### TASK DATA ###
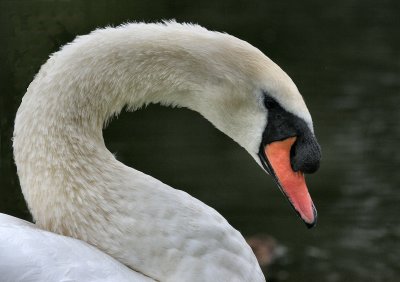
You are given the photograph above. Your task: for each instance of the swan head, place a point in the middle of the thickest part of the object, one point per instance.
(252, 100)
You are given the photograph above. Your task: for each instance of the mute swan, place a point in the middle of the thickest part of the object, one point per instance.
(74, 186)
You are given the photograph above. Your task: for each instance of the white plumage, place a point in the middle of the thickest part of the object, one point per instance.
(74, 186)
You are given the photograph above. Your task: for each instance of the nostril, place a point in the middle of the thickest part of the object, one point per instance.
(305, 156)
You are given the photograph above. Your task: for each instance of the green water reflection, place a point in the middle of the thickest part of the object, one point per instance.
(345, 58)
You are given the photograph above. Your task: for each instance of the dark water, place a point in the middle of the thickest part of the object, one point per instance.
(345, 58)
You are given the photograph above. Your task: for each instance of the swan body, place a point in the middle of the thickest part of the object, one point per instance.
(46, 256)
(75, 187)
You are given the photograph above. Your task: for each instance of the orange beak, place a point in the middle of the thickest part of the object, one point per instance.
(291, 183)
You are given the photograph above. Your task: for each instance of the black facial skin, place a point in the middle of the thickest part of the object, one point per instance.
(305, 154)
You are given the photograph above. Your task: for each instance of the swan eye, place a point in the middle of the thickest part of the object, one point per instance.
(269, 102)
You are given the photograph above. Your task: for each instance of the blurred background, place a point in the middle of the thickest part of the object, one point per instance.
(343, 55)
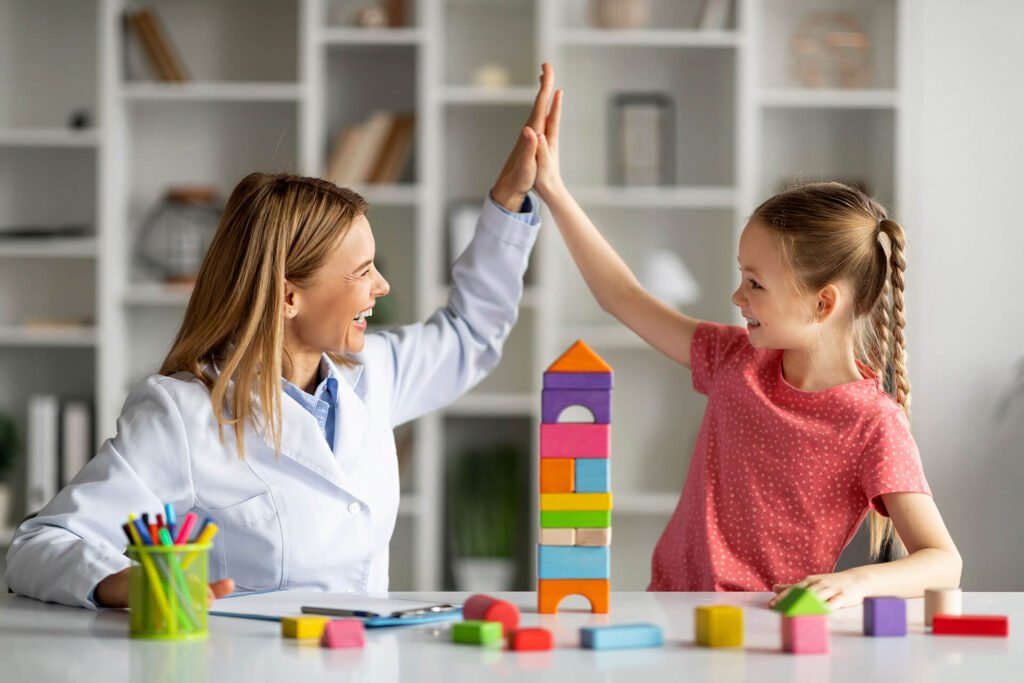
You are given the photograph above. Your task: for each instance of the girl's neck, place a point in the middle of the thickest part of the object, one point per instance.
(812, 370)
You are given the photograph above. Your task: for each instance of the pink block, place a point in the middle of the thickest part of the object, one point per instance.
(805, 635)
(343, 633)
(569, 439)
(482, 607)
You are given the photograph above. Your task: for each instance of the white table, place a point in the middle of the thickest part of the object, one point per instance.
(45, 642)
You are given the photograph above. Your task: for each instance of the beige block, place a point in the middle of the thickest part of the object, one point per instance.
(558, 537)
(594, 537)
(942, 601)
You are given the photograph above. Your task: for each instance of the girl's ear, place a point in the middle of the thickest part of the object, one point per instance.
(827, 303)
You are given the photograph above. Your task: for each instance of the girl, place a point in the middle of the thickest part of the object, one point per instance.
(800, 440)
(273, 411)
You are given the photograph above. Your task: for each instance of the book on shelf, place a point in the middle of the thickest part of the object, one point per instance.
(164, 59)
(372, 152)
(59, 444)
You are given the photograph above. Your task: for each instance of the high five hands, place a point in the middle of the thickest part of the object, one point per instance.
(534, 161)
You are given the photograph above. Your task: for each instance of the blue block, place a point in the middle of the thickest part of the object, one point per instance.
(573, 562)
(622, 636)
(593, 475)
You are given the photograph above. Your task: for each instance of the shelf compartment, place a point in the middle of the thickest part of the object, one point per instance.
(224, 41)
(489, 33)
(704, 126)
(849, 145)
(48, 61)
(781, 19)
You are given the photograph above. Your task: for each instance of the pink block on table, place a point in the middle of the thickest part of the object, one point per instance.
(570, 439)
(805, 635)
(343, 633)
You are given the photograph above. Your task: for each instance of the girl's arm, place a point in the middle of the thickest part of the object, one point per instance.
(932, 560)
(613, 285)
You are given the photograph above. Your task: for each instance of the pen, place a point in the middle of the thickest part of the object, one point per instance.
(169, 516)
(186, 525)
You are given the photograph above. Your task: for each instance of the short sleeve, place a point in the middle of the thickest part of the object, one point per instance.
(713, 346)
(891, 462)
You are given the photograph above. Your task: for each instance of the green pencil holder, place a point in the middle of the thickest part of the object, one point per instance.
(168, 591)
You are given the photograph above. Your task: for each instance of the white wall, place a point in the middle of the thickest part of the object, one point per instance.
(966, 270)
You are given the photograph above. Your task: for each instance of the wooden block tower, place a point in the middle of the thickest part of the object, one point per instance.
(574, 555)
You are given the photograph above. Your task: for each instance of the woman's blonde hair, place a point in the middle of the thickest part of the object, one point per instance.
(274, 227)
(830, 232)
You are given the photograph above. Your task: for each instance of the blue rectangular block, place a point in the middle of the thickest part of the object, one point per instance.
(573, 562)
(622, 636)
(593, 475)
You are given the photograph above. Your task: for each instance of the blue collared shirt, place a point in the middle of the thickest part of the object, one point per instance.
(323, 404)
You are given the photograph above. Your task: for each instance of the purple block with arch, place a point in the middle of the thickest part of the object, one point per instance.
(577, 380)
(598, 401)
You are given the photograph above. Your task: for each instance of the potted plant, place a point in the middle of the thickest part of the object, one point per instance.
(8, 454)
(485, 489)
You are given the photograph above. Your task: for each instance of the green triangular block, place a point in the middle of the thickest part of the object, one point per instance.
(801, 602)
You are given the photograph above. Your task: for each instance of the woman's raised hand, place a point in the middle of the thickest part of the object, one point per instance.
(519, 173)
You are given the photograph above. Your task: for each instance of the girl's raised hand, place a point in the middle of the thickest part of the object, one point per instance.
(519, 173)
(549, 175)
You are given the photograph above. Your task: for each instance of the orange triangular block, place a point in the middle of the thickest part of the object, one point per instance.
(580, 358)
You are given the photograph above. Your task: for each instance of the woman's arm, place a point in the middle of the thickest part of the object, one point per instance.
(609, 279)
(932, 560)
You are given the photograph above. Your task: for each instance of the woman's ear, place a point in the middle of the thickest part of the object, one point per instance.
(291, 299)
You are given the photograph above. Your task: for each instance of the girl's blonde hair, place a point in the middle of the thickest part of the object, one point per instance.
(830, 232)
(274, 227)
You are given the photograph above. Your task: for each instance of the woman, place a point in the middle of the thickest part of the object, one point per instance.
(298, 470)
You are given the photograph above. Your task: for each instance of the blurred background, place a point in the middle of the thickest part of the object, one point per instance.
(124, 126)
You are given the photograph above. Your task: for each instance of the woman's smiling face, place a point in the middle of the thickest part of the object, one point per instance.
(330, 313)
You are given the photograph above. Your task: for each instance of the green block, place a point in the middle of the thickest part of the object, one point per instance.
(801, 602)
(576, 519)
(477, 633)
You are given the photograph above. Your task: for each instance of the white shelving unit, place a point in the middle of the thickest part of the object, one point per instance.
(271, 83)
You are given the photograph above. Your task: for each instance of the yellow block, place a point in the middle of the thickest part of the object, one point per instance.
(574, 502)
(303, 627)
(719, 626)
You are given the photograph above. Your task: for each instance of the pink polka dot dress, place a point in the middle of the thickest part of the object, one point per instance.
(780, 479)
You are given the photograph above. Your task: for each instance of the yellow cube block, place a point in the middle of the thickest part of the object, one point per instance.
(719, 626)
(303, 627)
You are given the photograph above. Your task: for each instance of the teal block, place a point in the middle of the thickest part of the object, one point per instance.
(621, 636)
(593, 475)
(573, 562)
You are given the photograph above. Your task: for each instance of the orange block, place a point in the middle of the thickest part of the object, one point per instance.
(557, 475)
(580, 358)
(551, 592)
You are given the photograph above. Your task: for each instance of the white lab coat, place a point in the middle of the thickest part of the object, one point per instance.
(309, 518)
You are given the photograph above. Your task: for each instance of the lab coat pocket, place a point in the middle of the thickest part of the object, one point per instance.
(251, 543)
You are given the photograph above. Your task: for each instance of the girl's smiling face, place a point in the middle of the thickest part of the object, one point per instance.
(778, 314)
(329, 315)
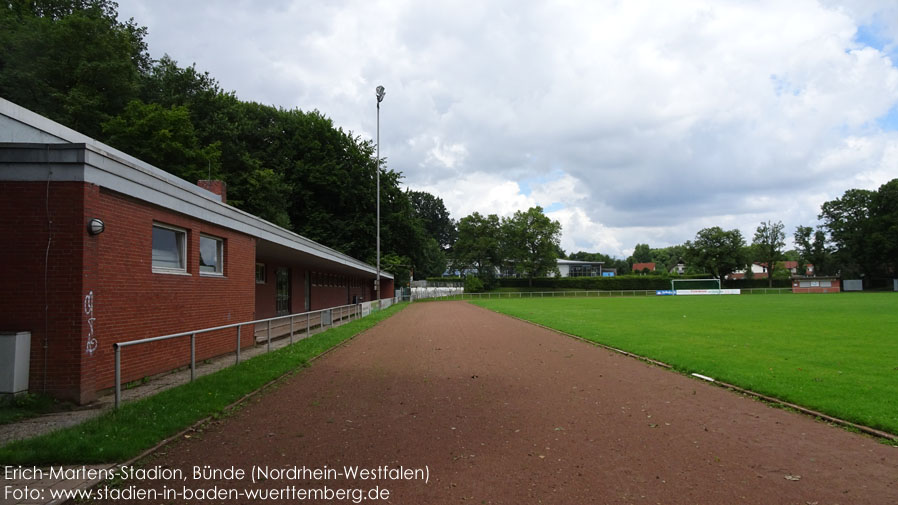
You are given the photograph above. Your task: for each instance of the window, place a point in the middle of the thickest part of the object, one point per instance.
(169, 249)
(211, 255)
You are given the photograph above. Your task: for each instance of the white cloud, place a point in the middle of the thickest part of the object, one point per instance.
(647, 120)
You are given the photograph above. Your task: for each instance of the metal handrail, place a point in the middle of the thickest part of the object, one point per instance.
(117, 347)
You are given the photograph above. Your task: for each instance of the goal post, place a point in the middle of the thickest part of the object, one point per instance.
(696, 286)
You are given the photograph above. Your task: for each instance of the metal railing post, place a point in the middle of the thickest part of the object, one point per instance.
(118, 375)
(192, 356)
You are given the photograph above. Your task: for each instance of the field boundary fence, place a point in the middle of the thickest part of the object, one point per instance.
(489, 295)
(302, 324)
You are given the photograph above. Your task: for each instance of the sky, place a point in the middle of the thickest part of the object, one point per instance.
(627, 121)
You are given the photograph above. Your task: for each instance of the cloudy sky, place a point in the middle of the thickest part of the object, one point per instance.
(628, 121)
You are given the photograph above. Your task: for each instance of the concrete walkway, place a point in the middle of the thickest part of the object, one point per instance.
(34, 487)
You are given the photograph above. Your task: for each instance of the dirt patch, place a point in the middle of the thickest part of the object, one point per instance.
(499, 411)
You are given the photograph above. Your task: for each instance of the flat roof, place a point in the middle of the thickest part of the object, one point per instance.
(35, 148)
(576, 262)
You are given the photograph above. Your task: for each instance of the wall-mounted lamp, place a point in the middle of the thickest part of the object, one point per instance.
(95, 226)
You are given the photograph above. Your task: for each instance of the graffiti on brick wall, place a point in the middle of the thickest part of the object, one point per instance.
(89, 311)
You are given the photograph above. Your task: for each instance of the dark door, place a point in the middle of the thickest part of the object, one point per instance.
(282, 300)
(308, 291)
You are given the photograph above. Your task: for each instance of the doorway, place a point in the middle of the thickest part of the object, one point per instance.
(282, 289)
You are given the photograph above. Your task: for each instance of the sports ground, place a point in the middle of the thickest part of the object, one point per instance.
(497, 410)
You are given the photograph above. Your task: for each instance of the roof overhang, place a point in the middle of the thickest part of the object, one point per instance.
(34, 148)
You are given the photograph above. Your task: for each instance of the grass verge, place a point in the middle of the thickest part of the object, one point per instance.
(836, 354)
(122, 434)
(29, 405)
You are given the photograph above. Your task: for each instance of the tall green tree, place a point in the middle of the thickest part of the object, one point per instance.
(885, 226)
(768, 244)
(70, 60)
(532, 241)
(163, 137)
(642, 253)
(717, 251)
(813, 249)
(848, 220)
(436, 219)
(478, 246)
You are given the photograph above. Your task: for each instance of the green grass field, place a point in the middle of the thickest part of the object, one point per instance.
(837, 354)
(117, 436)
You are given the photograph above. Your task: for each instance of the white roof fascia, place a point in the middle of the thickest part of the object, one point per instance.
(110, 168)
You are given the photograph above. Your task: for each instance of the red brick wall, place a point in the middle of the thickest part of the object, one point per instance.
(265, 293)
(298, 289)
(132, 302)
(41, 223)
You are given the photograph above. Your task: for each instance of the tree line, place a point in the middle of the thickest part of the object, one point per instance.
(857, 238)
(76, 63)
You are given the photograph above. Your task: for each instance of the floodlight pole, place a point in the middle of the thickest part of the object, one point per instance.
(380, 96)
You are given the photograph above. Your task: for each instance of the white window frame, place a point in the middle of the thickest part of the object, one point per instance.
(219, 253)
(182, 270)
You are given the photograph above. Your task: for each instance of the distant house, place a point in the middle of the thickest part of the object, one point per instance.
(803, 284)
(573, 268)
(639, 267)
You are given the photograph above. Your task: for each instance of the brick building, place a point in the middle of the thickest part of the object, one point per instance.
(100, 247)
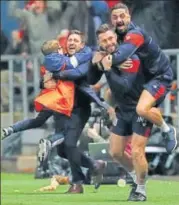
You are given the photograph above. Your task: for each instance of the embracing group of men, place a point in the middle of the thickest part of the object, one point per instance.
(139, 76)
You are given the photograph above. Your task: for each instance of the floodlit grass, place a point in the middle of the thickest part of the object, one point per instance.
(18, 189)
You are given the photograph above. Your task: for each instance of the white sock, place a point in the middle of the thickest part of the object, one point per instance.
(141, 189)
(164, 127)
(133, 175)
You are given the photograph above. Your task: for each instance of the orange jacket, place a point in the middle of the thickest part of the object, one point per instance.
(59, 99)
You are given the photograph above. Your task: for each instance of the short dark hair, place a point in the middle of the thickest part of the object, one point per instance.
(120, 6)
(81, 34)
(104, 28)
(50, 46)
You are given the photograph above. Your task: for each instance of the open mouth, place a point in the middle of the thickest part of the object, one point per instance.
(120, 25)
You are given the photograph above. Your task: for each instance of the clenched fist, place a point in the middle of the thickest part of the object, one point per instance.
(98, 56)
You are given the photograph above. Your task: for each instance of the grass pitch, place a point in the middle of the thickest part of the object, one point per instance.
(18, 189)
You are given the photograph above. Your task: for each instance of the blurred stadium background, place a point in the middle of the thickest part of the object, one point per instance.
(21, 60)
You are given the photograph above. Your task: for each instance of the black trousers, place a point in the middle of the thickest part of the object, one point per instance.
(72, 128)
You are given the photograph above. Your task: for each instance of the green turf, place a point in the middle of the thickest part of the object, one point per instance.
(18, 189)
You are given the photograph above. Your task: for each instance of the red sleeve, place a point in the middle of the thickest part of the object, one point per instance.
(134, 68)
(135, 39)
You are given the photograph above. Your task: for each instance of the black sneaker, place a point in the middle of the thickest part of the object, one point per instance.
(133, 189)
(170, 139)
(137, 197)
(7, 132)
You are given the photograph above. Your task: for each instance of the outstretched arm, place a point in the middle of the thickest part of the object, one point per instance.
(74, 74)
(32, 122)
(57, 62)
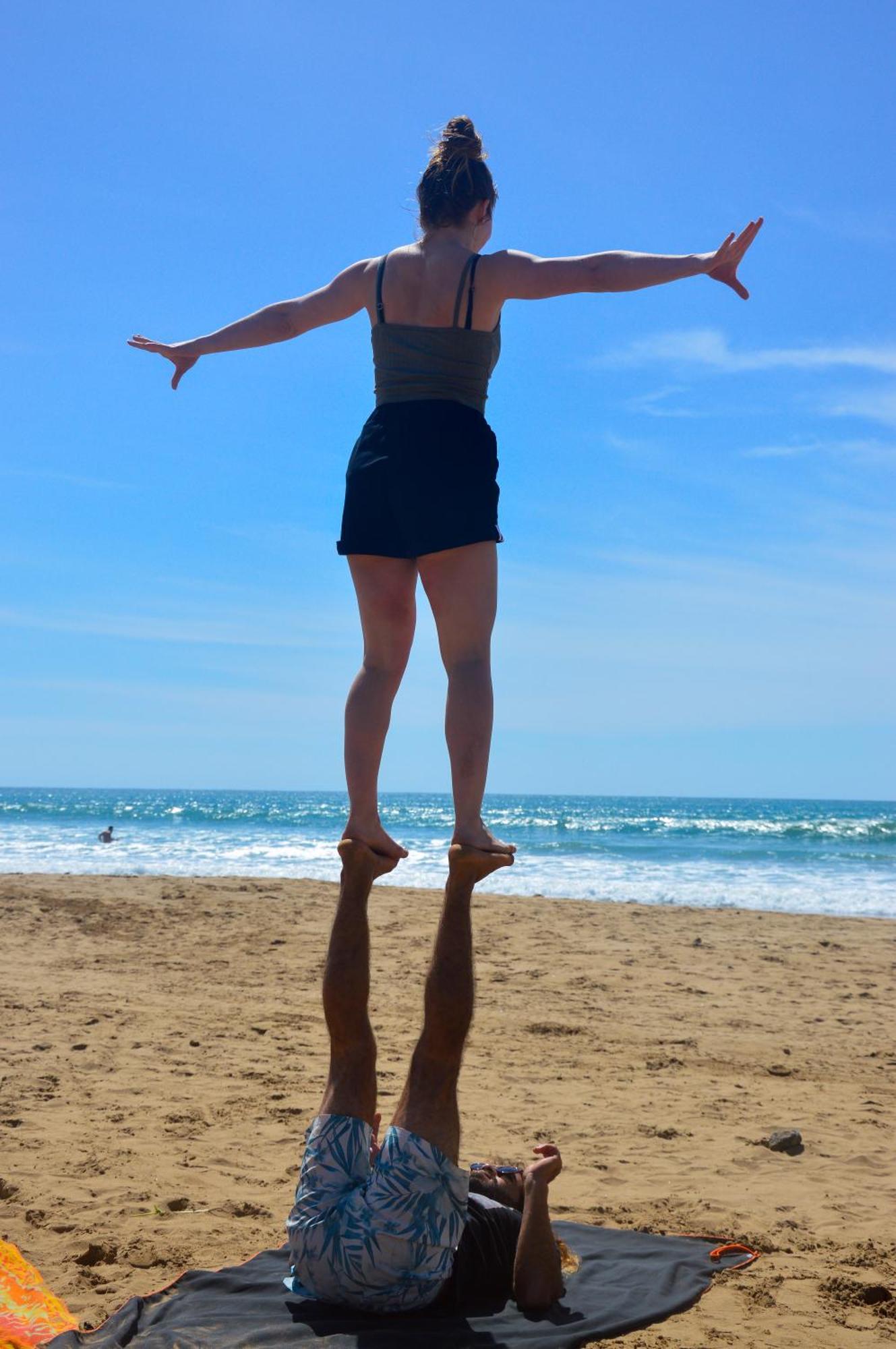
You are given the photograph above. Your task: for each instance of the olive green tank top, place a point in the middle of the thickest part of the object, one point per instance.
(413, 361)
###
_AIM OF THE EXERCISE_:
Beginning with the line that contains "black sneaker, place" in the data above, please copy each line exactly until the last line, both ends included, skipping any pictures.

_RESULT OF THE EXERCISE_:
You are given the photograph above. Your task: for each instance of the black sneaker, place a point in the middle of the thickest part of the object, one point per instance.
(133, 189)
(170, 139)
(137, 197)
(7, 132)
You are given the photograph above. Your task: for each instance of the outstretched arm, place a point in the middle of the thickest part of the object, one point per instance.
(74, 74)
(32, 122)
(57, 62)
You are given the photograph above. Your task: for each instance of the olive green tank top, place a point in the middle of the thickest part of the object, one point per instance.
(413, 361)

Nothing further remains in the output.